*PROBLEM DESCRIPTION*
Each line below should be quoted exactly, please.

++++++++++

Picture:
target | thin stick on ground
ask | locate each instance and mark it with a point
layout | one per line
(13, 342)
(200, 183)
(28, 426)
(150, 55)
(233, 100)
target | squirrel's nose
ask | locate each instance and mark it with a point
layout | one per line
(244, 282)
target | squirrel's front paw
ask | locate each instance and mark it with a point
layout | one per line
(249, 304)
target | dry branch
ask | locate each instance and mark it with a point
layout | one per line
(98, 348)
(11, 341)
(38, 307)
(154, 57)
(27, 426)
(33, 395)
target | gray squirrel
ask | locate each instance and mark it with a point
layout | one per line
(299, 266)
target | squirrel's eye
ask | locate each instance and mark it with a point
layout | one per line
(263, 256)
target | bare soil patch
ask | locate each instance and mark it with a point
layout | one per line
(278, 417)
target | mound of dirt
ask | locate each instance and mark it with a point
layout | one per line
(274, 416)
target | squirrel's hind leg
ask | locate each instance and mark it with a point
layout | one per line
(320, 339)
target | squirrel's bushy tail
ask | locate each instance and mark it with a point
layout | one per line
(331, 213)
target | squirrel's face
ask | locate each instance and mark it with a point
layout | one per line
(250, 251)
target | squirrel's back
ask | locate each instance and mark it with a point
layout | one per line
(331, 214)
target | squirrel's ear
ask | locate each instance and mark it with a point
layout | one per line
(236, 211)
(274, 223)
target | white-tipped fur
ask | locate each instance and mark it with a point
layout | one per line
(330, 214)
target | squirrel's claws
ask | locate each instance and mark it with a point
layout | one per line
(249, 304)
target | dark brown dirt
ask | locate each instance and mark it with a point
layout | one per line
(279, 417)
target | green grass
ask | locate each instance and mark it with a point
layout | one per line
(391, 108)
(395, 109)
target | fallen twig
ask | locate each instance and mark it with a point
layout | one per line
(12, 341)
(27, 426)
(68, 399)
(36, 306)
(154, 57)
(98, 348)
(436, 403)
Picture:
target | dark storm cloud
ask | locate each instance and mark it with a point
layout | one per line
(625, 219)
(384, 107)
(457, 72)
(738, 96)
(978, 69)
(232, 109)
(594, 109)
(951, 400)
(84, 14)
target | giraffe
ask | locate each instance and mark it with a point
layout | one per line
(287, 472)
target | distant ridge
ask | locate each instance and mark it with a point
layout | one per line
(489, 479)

++++++++++

*TASK RESULT*
Picture:
target | thin stick on ground
ask | locate each instance and mark it with a point
layout | one per line
(13, 342)
(200, 183)
(28, 426)
(150, 55)
(233, 100)
target | squirrel's nose
ask | locate each instance and mark it with a point
layout | one per line
(244, 282)
target | squirrel's front paw
ask | locate each instance and mark it with a point
layout | one per line
(249, 304)
target | dry branch
ask | locate each instance and mark it with a point
layout | one per line
(98, 348)
(11, 341)
(38, 307)
(154, 57)
(27, 426)
(33, 395)
target | gray squirrel
ask | locate each instance and mark it with a point
layout | one per line
(299, 266)
target | squirrel's eye
ask | locate each instance and mark it with a point
layout | one per line
(263, 256)
target | bare soil patch
ask | locate each instance and mark it with a point
layout | one per line
(278, 417)
target | mound of dirt
ask | locate each instance and mark it with a point
layout | one per line
(274, 416)
target | squirrel's hind leg
ask | locate each instance and mark it with a point
layout | one per line
(320, 339)
target | squirrel's bushy tail
ask | locate each instance and mark it with a point
layout | one per line
(331, 213)
target | squirrel's face
ask | locate each instance and mark it with a point
layout | one per line
(250, 251)
target | squirrel's back
ask | locate each instance and mark it with a point
layout | one per line
(331, 214)
target | squirrel's ear
ask | locate each instance and mark it with a point
layout | one per line
(236, 211)
(274, 223)
target | white-tipped fur
ask | locate each instance and mark it with a point
layout | one per line
(330, 214)
target | squirrel's claws
ask | locate each instance and mark it with a point
layout | one per line
(249, 304)
target | dark brown dirt
ask | locate each instance and mark it with a point
layout | one per line
(279, 417)
target | green grass
ask | locate each instance and mark it with a point
layout | one per line
(391, 108)
(395, 109)
target | fallen twig
ask | locate each instance and mark it with a point
layout | one per line
(12, 341)
(27, 426)
(68, 399)
(36, 306)
(154, 57)
(98, 348)
(436, 403)
Picture:
target | dark storm cloud
ask | locate each instance and mark it with a point
layout | one per line
(625, 219)
(384, 107)
(457, 72)
(738, 96)
(978, 69)
(232, 109)
(594, 109)
(951, 400)
(84, 14)
target | giraffe
ask | locate each instance and mark it with a point
layout | one per line
(287, 472)
target | distant ridge
ask | locate each instance and mark it with a point
layout | one per line
(489, 479)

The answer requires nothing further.